*** RECORDS SHOWN Section Begins ***
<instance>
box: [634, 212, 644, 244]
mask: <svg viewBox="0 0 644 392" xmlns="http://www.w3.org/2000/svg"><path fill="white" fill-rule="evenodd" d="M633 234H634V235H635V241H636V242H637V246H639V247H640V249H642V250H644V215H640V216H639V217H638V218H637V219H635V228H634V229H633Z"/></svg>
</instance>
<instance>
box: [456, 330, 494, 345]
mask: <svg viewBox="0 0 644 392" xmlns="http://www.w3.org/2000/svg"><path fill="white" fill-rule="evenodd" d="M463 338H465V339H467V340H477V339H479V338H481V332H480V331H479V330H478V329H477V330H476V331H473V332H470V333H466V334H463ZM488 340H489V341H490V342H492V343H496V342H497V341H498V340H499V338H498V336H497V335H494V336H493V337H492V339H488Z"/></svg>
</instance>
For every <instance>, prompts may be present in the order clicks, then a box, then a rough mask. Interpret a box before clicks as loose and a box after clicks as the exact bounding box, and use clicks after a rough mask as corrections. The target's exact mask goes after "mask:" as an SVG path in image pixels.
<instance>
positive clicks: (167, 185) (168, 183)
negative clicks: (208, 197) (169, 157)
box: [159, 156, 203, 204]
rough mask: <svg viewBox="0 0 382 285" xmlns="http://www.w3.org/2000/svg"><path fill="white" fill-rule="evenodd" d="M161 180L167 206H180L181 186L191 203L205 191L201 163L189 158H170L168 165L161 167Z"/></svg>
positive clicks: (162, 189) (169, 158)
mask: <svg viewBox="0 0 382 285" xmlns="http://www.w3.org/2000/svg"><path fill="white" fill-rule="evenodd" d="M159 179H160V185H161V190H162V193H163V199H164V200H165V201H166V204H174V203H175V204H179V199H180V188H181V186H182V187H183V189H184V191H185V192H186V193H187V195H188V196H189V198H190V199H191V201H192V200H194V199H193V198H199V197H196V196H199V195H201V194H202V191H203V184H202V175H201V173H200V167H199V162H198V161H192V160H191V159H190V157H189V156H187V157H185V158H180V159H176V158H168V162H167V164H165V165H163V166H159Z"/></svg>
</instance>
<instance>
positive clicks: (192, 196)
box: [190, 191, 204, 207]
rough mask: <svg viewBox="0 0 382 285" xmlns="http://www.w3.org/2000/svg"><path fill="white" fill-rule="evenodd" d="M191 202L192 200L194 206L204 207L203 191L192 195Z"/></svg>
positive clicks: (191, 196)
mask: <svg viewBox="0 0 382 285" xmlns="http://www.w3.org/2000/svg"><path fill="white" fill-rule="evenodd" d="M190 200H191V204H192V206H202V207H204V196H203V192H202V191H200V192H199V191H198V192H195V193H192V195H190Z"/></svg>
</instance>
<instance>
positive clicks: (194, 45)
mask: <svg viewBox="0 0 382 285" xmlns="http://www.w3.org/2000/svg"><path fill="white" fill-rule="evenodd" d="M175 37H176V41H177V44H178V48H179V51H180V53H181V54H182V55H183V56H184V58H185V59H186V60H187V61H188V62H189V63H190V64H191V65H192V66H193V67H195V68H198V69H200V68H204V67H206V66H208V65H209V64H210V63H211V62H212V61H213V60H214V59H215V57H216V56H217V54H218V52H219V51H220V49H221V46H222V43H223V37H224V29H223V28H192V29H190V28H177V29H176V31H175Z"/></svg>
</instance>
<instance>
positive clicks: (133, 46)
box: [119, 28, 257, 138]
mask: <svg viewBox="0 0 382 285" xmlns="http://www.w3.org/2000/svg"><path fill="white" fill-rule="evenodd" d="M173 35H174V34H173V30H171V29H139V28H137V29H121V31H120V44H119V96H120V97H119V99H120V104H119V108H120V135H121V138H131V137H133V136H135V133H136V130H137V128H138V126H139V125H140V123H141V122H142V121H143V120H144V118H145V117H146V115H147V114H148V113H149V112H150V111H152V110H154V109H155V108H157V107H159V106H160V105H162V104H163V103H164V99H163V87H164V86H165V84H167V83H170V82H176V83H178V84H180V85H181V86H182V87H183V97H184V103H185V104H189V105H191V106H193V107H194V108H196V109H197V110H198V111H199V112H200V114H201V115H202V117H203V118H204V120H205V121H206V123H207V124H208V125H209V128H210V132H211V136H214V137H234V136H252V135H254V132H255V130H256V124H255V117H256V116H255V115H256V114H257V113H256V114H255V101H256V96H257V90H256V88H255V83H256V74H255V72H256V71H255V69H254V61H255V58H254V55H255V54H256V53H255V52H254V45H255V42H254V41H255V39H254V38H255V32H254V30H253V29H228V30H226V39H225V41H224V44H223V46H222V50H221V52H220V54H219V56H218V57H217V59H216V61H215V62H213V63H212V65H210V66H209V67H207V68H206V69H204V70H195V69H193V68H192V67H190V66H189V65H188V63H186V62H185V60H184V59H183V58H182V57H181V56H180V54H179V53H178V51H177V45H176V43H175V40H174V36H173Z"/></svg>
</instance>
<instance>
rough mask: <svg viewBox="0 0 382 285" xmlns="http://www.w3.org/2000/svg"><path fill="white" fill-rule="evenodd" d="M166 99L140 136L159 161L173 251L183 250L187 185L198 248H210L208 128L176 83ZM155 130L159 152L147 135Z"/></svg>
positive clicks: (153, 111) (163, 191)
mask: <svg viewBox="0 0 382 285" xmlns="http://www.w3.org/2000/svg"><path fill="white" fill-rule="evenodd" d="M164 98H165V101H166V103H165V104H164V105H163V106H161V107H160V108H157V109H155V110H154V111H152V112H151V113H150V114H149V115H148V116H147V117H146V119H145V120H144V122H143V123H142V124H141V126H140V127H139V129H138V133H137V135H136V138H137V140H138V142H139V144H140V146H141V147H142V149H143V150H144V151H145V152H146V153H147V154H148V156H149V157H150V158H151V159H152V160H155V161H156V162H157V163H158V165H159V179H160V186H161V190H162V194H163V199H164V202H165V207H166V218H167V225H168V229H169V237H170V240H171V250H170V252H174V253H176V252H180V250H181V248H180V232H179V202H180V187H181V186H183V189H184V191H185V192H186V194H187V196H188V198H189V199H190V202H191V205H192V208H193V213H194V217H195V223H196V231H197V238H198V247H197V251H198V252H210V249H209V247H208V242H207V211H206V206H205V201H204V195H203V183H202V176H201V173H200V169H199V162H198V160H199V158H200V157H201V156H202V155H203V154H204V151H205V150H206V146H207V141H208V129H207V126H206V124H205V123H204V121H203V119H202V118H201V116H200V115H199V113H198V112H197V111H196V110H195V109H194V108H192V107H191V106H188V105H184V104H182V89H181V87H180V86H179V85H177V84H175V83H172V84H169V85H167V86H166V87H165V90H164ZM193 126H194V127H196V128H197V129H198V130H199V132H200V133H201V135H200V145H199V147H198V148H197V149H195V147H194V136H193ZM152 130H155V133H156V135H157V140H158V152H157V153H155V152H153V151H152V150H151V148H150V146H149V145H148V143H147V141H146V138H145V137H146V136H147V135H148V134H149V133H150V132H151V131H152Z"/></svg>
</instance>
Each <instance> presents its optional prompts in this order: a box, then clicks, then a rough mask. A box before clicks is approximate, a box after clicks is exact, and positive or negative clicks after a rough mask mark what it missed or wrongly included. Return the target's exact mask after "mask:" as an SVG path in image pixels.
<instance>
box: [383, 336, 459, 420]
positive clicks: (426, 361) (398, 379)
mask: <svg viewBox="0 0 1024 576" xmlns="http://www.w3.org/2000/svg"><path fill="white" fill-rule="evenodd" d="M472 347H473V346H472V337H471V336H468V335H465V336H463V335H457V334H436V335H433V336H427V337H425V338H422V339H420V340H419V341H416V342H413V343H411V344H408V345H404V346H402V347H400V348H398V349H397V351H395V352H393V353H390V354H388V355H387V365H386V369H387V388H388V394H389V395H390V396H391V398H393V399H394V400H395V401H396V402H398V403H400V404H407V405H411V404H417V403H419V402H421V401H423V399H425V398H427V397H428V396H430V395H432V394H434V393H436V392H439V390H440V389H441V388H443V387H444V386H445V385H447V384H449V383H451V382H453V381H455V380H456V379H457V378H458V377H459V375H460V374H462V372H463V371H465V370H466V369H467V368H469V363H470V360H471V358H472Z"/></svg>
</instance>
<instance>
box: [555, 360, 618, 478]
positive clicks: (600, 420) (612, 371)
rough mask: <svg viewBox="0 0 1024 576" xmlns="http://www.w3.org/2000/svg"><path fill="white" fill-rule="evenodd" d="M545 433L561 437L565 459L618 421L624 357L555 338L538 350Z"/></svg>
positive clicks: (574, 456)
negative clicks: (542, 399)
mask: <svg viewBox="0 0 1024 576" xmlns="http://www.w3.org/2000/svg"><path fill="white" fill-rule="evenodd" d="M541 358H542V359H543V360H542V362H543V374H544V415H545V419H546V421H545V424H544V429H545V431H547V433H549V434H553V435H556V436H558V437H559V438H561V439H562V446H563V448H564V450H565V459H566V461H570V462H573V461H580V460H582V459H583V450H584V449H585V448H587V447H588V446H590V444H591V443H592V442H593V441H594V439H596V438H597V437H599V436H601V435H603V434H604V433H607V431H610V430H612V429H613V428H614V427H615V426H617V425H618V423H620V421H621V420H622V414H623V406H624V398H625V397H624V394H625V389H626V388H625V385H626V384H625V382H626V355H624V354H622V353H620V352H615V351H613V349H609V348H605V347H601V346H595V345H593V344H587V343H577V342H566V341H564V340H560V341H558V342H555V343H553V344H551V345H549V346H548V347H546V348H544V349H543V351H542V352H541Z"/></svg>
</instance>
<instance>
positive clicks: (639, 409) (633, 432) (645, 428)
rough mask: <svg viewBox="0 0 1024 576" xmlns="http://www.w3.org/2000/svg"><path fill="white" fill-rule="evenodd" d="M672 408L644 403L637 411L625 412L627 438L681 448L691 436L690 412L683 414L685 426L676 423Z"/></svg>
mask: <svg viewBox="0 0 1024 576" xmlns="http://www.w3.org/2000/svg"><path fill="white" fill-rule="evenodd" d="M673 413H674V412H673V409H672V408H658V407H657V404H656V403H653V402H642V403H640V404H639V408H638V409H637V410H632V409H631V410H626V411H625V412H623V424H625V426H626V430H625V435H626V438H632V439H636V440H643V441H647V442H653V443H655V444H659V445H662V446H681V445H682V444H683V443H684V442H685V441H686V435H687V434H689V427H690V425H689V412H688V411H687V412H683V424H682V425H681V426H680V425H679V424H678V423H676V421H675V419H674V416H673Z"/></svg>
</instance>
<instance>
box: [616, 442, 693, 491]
*** RECORDS SHOWN Section Ends ***
PROBLEM: Both the first line of the records above and the line containing "box: [159, 156, 203, 204]" are to be transcribed exactly, together with every line between them, and nothing else.

ANSWER BOX:
<instance>
box: [634, 212, 644, 244]
mask: <svg viewBox="0 0 644 392" xmlns="http://www.w3.org/2000/svg"><path fill="white" fill-rule="evenodd" d="M633 234H634V235H635V241H636V242H637V246H639V247H640V249H642V250H644V215H640V216H639V217H638V218H637V219H635V228H634V229H633Z"/></svg>
</instance>
<instance>
box: [456, 330, 494, 345]
mask: <svg viewBox="0 0 644 392" xmlns="http://www.w3.org/2000/svg"><path fill="white" fill-rule="evenodd" d="M463 338H465V339H467V340H477V339H479V338H481V332H480V331H479V330H478V329H477V330H476V331H473V332H470V333H466V334H463ZM488 340H489V341H490V342H492V343H496V342H497V341H498V340H499V338H498V336H497V335H494V336H493V337H492V339H488Z"/></svg>
</instance>
For every <instance>, prompts may be present in the order clicks, then a box, then a rough mask. Interpret a box before clicks as loose and a box after clicks as the exact bounding box, and use clicks after a rough mask as corrections. The target's exact mask goes after "mask:" as an SVG path in image pixels.
<instance>
positive clicks: (167, 185) (168, 183)
negative clicks: (208, 197) (169, 157)
box: [159, 156, 203, 204]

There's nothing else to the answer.